**What is being asked:** Offset every coordinate in the answers by 69 for the items from the line containing "table in this photo." through the end of the items, inclusive. Rewrite all of those lines, leaving every line other than the answer coordinates unchanged.

**Listed records:**
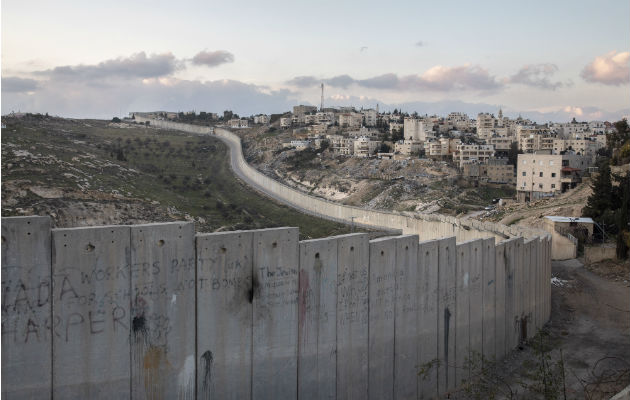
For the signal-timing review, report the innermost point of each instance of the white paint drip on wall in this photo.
(185, 379)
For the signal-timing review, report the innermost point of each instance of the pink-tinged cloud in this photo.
(136, 66)
(610, 69)
(537, 75)
(438, 79)
(213, 58)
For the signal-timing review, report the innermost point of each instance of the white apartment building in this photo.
(501, 143)
(472, 153)
(238, 123)
(407, 147)
(545, 175)
(286, 122)
(441, 148)
(341, 145)
(261, 119)
(583, 147)
(364, 146)
(298, 144)
(350, 120)
(370, 116)
(318, 129)
(395, 126)
(417, 129)
(302, 109)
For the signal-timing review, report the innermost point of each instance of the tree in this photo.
(623, 236)
(513, 154)
(601, 199)
(620, 135)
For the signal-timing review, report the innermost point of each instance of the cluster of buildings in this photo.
(552, 158)
(479, 147)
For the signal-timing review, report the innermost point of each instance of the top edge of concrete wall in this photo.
(499, 230)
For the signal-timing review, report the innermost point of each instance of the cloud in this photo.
(213, 58)
(79, 99)
(303, 81)
(609, 69)
(342, 81)
(136, 66)
(536, 75)
(438, 78)
(16, 85)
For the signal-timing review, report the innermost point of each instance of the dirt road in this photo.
(589, 330)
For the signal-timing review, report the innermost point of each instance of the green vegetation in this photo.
(183, 172)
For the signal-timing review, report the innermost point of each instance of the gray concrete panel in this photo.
(489, 286)
(224, 315)
(548, 281)
(382, 287)
(352, 316)
(524, 293)
(163, 303)
(519, 254)
(317, 319)
(275, 313)
(510, 322)
(26, 308)
(475, 304)
(428, 318)
(447, 303)
(499, 326)
(91, 312)
(406, 343)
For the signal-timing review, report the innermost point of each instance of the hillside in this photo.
(93, 172)
(404, 185)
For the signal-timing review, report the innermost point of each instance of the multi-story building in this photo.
(407, 147)
(341, 145)
(350, 120)
(501, 144)
(441, 148)
(545, 175)
(417, 129)
(302, 110)
(238, 123)
(261, 119)
(496, 170)
(395, 127)
(369, 117)
(286, 122)
(472, 153)
(585, 147)
(364, 146)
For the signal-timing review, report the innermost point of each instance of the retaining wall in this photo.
(150, 311)
(426, 226)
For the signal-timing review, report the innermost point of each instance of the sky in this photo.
(547, 60)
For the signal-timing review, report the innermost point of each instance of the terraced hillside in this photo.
(90, 172)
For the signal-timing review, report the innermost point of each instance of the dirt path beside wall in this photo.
(589, 330)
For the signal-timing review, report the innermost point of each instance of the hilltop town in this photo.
(451, 164)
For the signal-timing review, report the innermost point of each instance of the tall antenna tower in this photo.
(321, 106)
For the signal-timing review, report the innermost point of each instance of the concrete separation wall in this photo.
(426, 226)
(154, 310)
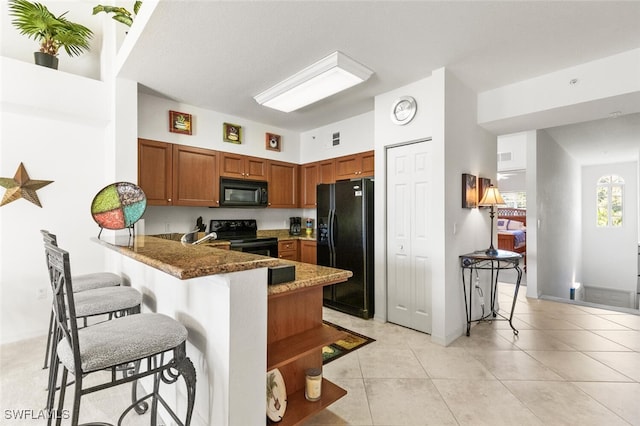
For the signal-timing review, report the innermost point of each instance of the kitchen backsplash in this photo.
(161, 219)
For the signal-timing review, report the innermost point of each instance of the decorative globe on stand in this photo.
(118, 206)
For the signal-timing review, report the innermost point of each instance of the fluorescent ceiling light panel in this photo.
(326, 77)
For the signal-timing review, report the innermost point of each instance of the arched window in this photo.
(609, 193)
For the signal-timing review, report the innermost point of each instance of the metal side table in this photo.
(480, 260)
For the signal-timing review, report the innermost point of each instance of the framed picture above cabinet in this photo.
(273, 142)
(180, 122)
(232, 133)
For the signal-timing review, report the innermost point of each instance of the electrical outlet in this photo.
(41, 293)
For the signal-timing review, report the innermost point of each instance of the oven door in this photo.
(263, 247)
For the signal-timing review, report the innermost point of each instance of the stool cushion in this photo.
(123, 340)
(104, 300)
(96, 280)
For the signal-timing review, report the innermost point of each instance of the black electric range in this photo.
(243, 236)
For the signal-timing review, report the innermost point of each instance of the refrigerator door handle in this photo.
(332, 247)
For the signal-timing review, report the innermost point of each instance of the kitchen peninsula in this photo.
(239, 326)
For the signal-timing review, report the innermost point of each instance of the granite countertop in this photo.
(192, 261)
(308, 275)
(283, 234)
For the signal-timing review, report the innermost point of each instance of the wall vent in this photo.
(504, 156)
(336, 138)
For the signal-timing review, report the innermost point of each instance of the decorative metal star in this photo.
(21, 186)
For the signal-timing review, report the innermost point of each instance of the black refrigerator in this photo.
(345, 241)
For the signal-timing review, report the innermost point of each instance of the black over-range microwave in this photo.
(243, 193)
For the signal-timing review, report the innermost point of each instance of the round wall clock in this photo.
(403, 110)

**Answer to the exercise:**
For the signal-timing review, report the innermost point of each instance of the metal side table in this photo.
(549, 329)
For the signal-timing review, report the innermost point of each instance of the framed picture above cabinet in this photo.
(342, 211)
(249, 191)
(301, 202)
For the signal-timing review, report the innermost point of each instance of the electrical outlet in this photo.
(110, 362)
For the signal-timing review, report the innermost point of each instance of the oven door in this photo.
(332, 316)
For the signal-timing review, report the innermost point of each instance of the stool cushion in this photo.
(192, 409)
(173, 369)
(165, 349)
For the signal-timing review, report the innermost point of each instance of the black electric range in this photo.
(312, 305)
For the signal-timing review, report the innermost point of each instance of the refrigerator door handle in this photo.
(401, 316)
For the signal-timing review, report the innermost point of each instance of the kitchen peninsula in this photo.
(308, 395)
For the signal-timing review, report the innermost point of each instance of the granite countertop in this photo.
(261, 330)
(377, 344)
(352, 303)
For the signal-timing review, report the innermost point of each instance of the wall vent in this photo.
(573, 225)
(405, 207)
For the signal-timing review, report the innermost point of each instance of the decorative metal star in this photo.
(90, 255)
For the signal-timing review, report the innermost point of each instance of the black refrigerator in this photo.
(414, 310)
For the signal-timing review, report the innermost point of each instance of the black over-range microwave in this photo.
(312, 262)
For the signal-timing review, report the innermost point of each instance of the round wall clock in this photo.
(472, 179)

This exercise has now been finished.